Challenge: Reproduce the data below line for line, without changing anything.
++++ Supplied material
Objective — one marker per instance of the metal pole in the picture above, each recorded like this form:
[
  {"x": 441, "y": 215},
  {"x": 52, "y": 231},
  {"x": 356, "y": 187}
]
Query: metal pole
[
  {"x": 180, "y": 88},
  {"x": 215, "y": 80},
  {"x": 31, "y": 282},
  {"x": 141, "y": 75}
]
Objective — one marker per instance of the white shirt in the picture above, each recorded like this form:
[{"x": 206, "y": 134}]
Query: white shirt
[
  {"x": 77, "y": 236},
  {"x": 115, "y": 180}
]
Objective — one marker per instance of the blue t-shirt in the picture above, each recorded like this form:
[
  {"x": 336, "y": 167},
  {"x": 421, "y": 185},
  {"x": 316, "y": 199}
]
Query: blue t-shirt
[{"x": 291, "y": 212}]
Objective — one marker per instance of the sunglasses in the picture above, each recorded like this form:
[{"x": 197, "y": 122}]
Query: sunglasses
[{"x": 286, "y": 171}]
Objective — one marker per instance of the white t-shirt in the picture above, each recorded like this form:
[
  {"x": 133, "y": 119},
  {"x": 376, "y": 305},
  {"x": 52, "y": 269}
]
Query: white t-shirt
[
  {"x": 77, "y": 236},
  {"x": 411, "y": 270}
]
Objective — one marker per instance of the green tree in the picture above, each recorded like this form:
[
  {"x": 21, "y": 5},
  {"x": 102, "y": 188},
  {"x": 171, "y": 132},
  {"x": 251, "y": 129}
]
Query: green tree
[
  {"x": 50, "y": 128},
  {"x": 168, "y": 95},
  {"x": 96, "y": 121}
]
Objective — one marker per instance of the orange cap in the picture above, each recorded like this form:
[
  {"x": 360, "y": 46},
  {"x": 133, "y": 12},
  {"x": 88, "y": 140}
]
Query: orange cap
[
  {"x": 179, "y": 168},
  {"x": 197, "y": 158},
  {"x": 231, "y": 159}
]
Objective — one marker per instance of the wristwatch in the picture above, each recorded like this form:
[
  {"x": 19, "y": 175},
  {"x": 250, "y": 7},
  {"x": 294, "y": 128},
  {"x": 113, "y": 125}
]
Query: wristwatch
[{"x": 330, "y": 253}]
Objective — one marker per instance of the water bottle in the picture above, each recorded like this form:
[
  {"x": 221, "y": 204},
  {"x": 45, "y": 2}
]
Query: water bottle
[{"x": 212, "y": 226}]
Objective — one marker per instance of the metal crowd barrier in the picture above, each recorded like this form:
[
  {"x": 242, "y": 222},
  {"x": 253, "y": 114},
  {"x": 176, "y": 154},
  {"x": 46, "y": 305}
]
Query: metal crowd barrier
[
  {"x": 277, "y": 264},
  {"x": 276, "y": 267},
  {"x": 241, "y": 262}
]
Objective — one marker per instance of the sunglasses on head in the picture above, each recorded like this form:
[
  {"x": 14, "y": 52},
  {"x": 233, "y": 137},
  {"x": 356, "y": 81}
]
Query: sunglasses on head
++++++++
Task result:
Objective — one marker per instance of the metal pole in the picture above, each recorded like this form:
[
  {"x": 441, "y": 215},
  {"x": 52, "y": 231},
  {"x": 356, "y": 187}
]
Query: metal pole
[
  {"x": 180, "y": 88},
  {"x": 215, "y": 80},
  {"x": 31, "y": 282},
  {"x": 141, "y": 75}
]
Objective — one marker per instance of the white shirt in the picture above, each recorded like this form:
[{"x": 206, "y": 134}]
Query: white shirt
[
  {"x": 77, "y": 236},
  {"x": 115, "y": 180}
]
Objective — one marker per instance of the blue t-shirt in the picture above, each recorded like this form:
[
  {"x": 336, "y": 167},
  {"x": 421, "y": 185},
  {"x": 316, "y": 199}
]
Query: blue t-shirt
[{"x": 291, "y": 212}]
Objective — one marker per instance of the sunglasses in the picture above, each recorded like this form:
[{"x": 197, "y": 122}]
Query: sunglasses
[{"x": 286, "y": 171}]
Objective — one marker per instance of the white t-shirt in the picture above, each recorded like this form:
[
  {"x": 133, "y": 119},
  {"x": 376, "y": 305},
  {"x": 52, "y": 269}
]
Query: white t-shirt
[
  {"x": 77, "y": 236},
  {"x": 411, "y": 270}
]
Objective — one marker per instance of the green tree in the picture above, each recorded like this form:
[
  {"x": 21, "y": 5},
  {"x": 102, "y": 188},
  {"x": 171, "y": 132},
  {"x": 251, "y": 129}
]
Query: green tree
[
  {"x": 50, "y": 128},
  {"x": 168, "y": 95},
  {"x": 96, "y": 121}
]
Objective — one marker per instance of the orange cap in the picture above, each recorded like this form:
[
  {"x": 360, "y": 46},
  {"x": 133, "y": 12},
  {"x": 88, "y": 140}
]
Query: orange cap
[
  {"x": 179, "y": 168},
  {"x": 197, "y": 158},
  {"x": 231, "y": 159}
]
Objective — one marker per instance of the wristwatch in the picture above, each recorded like this form:
[
  {"x": 19, "y": 175},
  {"x": 250, "y": 7},
  {"x": 294, "y": 128},
  {"x": 113, "y": 125}
]
Query: wristwatch
[{"x": 330, "y": 253}]
Objective — one marker per instance of the water bottle in the picture above, each recorded like this form:
[
  {"x": 221, "y": 204},
  {"x": 45, "y": 2}
]
Query: water bottle
[{"x": 212, "y": 226}]
Objective — one marker per instance of the metal crowd barrier in the picture above, each recorded like this form:
[
  {"x": 242, "y": 222},
  {"x": 253, "y": 114},
  {"x": 176, "y": 154},
  {"x": 46, "y": 305}
]
Query: metal crowd barrier
[
  {"x": 277, "y": 264},
  {"x": 276, "y": 267},
  {"x": 241, "y": 262}
]
Objective — one marker per instance of the sunglasses on head in the picture above, each recorded like this form:
[
  {"x": 14, "y": 52},
  {"x": 233, "y": 137},
  {"x": 356, "y": 81}
]
Query: sunglasses on head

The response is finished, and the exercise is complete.